Start Supplied information

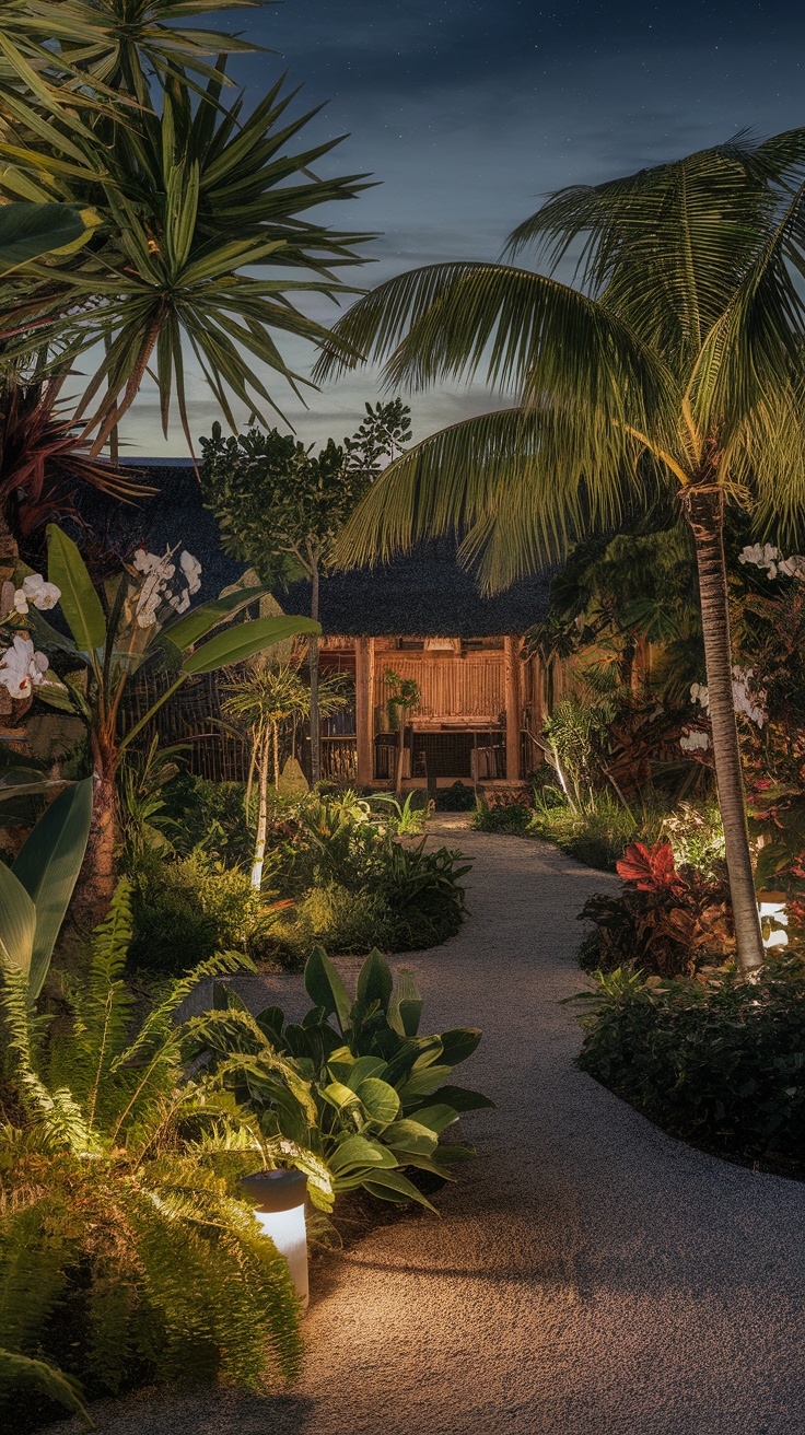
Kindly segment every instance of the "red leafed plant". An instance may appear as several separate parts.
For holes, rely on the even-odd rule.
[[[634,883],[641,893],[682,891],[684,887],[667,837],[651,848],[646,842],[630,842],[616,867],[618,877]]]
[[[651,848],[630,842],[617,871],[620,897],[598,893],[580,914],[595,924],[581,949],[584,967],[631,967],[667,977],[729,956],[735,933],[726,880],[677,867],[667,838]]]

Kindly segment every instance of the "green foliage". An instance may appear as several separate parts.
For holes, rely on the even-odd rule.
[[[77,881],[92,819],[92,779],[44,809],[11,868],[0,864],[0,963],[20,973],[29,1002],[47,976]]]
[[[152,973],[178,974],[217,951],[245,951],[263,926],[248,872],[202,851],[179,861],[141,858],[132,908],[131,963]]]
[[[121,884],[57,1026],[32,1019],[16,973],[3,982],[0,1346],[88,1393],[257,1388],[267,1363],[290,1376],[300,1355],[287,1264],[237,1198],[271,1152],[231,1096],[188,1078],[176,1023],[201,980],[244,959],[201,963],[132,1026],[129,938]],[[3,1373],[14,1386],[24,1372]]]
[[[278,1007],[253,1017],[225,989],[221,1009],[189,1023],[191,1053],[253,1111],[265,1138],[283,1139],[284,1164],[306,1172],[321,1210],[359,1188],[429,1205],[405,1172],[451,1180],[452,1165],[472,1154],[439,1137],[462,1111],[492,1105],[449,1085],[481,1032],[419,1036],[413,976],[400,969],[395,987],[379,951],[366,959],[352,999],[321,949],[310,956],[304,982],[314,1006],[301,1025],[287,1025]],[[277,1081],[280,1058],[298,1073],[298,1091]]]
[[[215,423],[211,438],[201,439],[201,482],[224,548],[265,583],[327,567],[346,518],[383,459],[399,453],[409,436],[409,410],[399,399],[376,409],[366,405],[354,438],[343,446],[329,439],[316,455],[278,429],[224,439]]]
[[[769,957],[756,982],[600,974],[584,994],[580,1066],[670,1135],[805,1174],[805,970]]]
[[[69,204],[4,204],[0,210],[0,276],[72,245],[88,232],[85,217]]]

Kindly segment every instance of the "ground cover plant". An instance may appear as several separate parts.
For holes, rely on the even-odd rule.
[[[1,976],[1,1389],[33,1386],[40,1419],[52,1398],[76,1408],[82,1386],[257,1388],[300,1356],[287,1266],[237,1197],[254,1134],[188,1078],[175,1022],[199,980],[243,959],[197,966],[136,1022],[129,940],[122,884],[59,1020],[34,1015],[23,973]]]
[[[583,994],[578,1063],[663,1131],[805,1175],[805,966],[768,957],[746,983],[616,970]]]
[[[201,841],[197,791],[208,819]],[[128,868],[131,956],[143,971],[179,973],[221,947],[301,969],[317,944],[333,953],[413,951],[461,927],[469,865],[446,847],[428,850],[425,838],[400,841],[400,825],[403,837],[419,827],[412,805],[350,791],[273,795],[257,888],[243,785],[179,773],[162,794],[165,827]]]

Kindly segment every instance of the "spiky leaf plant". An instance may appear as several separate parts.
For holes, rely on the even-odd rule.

End Supplied information

### Problem to work on
Repeat the items word for word, starting from the beginning and ending with the line that contains "[[[69,204],[4,204],[0,210],[0,276],[72,245],[88,232],[85,217]]]", including that line. Leave the pictures out.

### Solution
Kindly segment every instance of the "red leafed plant". An instance may appear as several separate parts.
For holes, rely on the even-odd rule.
[[[634,883],[641,893],[682,891],[684,887],[667,837],[651,848],[646,842],[630,842],[616,867],[618,877]]]
[[[651,848],[630,842],[617,871],[620,897],[598,893],[580,914],[595,924],[581,949],[584,967],[631,967],[667,977],[729,956],[735,933],[726,880],[677,867],[667,838]]]

Kindly segment every instance of the "green foliage". An instance may appear as several separate parts.
For holes, rely on the even-odd rule.
[[[77,881],[92,819],[92,779],[44,809],[11,868],[0,864],[0,963],[20,973],[29,1002],[47,976]]]
[[[152,973],[178,974],[217,951],[245,951],[263,926],[248,872],[202,851],[179,861],[141,858],[132,908],[131,963]]]
[[[121,884],[57,1026],[32,1019],[16,973],[3,982],[0,1346],[88,1393],[257,1388],[267,1363],[290,1376],[300,1355],[287,1264],[237,1198],[271,1152],[231,1096],[188,1078],[176,1023],[201,980],[244,959],[201,963],[132,1026],[129,938]],[[3,1373],[14,1386],[24,1372]]]
[[[278,1007],[253,1017],[225,989],[221,1009],[189,1023],[191,1053],[253,1111],[265,1138],[283,1139],[284,1164],[306,1172],[321,1210],[359,1188],[429,1205],[405,1172],[451,1180],[452,1165],[472,1154],[439,1137],[462,1111],[492,1105],[449,1085],[481,1032],[419,1036],[413,976],[400,969],[395,987],[379,951],[366,959],[352,999],[321,949],[310,956],[304,982],[314,1006],[301,1025],[287,1025]],[[277,1081],[280,1058],[298,1073],[298,1091]]]
[[[215,423],[211,438],[201,439],[201,482],[224,548],[265,583],[327,567],[346,518],[383,459],[399,453],[409,436],[409,410],[399,399],[376,409],[366,405],[354,438],[343,446],[329,439],[316,455],[278,429],[224,439]]]
[[[769,957],[756,982],[600,974],[584,994],[580,1066],[670,1135],[805,1174],[805,970]]]
[[[69,204],[4,204],[0,210],[0,276],[72,245],[88,232],[85,217]]]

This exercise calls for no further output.